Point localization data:

■ ■ ■ ■ ■

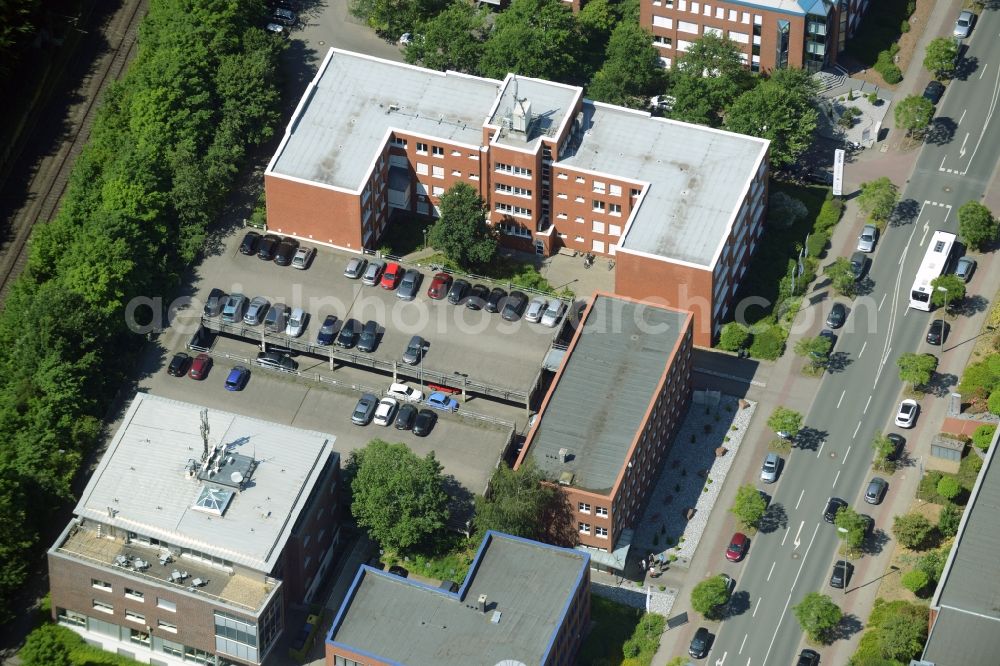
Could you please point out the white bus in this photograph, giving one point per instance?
(935, 263)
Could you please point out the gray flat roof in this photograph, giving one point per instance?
(142, 482)
(342, 120)
(604, 389)
(402, 621)
(697, 178)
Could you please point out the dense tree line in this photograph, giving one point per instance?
(164, 150)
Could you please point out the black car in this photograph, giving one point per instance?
(267, 246)
(349, 334)
(405, 416)
(833, 507)
(213, 306)
(938, 332)
(837, 316)
(179, 365)
(459, 288)
(495, 298)
(933, 92)
(249, 244)
(699, 644)
(369, 337)
(285, 250)
(514, 307)
(424, 423)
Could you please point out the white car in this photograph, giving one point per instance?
(906, 415)
(386, 411)
(404, 393)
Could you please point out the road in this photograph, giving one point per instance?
(858, 398)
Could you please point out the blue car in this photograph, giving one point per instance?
(439, 400)
(237, 378)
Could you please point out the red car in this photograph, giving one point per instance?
(439, 286)
(392, 275)
(200, 366)
(737, 547)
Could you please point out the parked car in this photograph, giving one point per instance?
(553, 312)
(439, 286)
(833, 506)
(249, 243)
(200, 366)
(268, 244)
(424, 422)
(535, 309)
(876, 490)
(868, 238)
(906, 415)
(385, 412)
(514, 307)
(237, 379)
(303, 257)
(364, 410)
(737, 547)
(410, 284)
(837, 316)
(214, 303)
(256, 311)
(459, 290)
(405, 417)
(938, 332)
(327, 331)
(964, 268)
(442, 401)
(285, 250)
(277, 318)
(179, 365)
(368, 339)
(404, 393)
(296, 323)
(494, 300)
(769, 470)
(234, 308)
(415, 350)
(355, 267)
(373, 273)
(349, 333)
(391, 276)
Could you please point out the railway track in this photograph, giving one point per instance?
(48, 184)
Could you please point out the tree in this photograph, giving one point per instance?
(516, 503)
(397, 496)
(914, 114)
(708, 595)
(817, 615)
(537, 38)
(779, 109)
(977, 225)
(749, 506)
(916, 369)
(451, 40)
(878, 198)
(785, 422)
(461, 232)
(952, 290)
(631, 68)
(911, 530)
(941, 57)
(841, 276)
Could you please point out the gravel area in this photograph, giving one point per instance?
(692, 477)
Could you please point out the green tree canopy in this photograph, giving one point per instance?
(398, 497)
(778, 109)
(977, 225)
(461, 232)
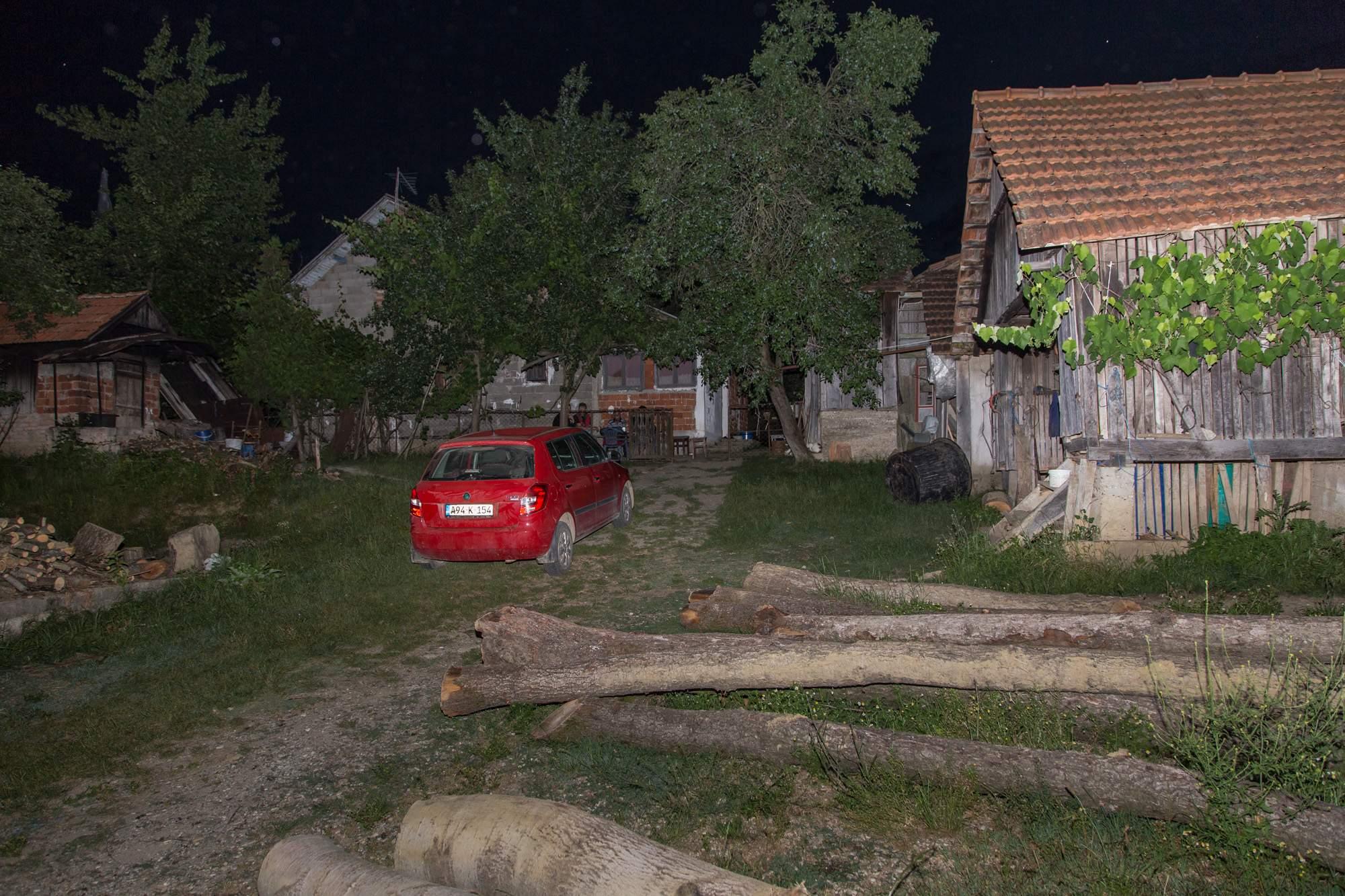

■ ■ ■ ■ ■

[Directions]
From the line containing "Could you please point out the dense" down to the last line of the entries above, retype each line exactly as it stands, but skip the pictures.

[Task answer]
Could you please point out the dense tree line in this photograph, giving one point per instance?
(164, 150)
Could you please point out the black car in this photograph, giving one point per instance?
(267, 246)
(349, 334)
(405, 416)
(833, 507)
(213, 306)
(938, 332)
(837, 316)
(179, 365)
(459, 288)
(495, 298)
(933, 92)
(249, 244)
(699, 644)
(369, 337)
(285, 250)
(514, 307)
(424, 423)
Could you please point out the white car in this photograph, giving one point per instance?
(906, 415)
(386, 411)
(404, 393)
Could you please point out the road in this photograph, giving one point per instance?
(858, 398)
Could you please point out the blue car in this photograph, giving one point per instance?
(439, 400)
(237, 378)
Could you please point out the red car in this photograph, giving one point per instance?
(439, 286)
(392, 275)
(200, 366)
(737, 547)
Could you please point out the parked car in this photograph, giving one point per instance?
(553, 312)
(439, 286)
(833, 506)
(249, 243)
(200, 366)
(268, 244)
(424, 422)
(535, 309)
(876, 490)
(868, 238)
(906, 415)
(385, 412)
(514, 307)
(237, 379)
(303, 257)
(364, 410)
(737, 547)
(410, 284)
(837, 316)
(214, 303)
(256, 311)
(459, 290)
(405, 417)
(938, 332)
(327, 331)
(964, 268)
(442, 401)
(285, 250)
(277, 318)
(179, 365)
(368, 339)
(404, 393)
(296, 323)
(494, 300)
(769, 470)
(234, 308)
(415, 350)
(355, 267)
(373, 273)
(349, 333)
(391, 276)
Could you please point out the railway track in this photograph, giving one point per instance?
(48, 184)
Could you please point out the tree in this photograph, giving one point per instance?
(516, 503)
(397, 496)
(914, 114)
(708, 595)
(817, 615)
(537, 38)
(779, 109)
(977, 225)
(749, 506)
(916, 369)
(451, 40)
(878, 198)
(785, 422)
(461, 232)
(952, 290)
(631, 68)
(911, 530)
(941, 57)
(841, 276)
Could you please point out the gravel area in this photograph, giving one point per instance?
(692, 477)
Could you please point out the green tree canopy in this photograph, giving one point per instance?
(398, 497)
(778, 109)
(977, 225)
(461, 232)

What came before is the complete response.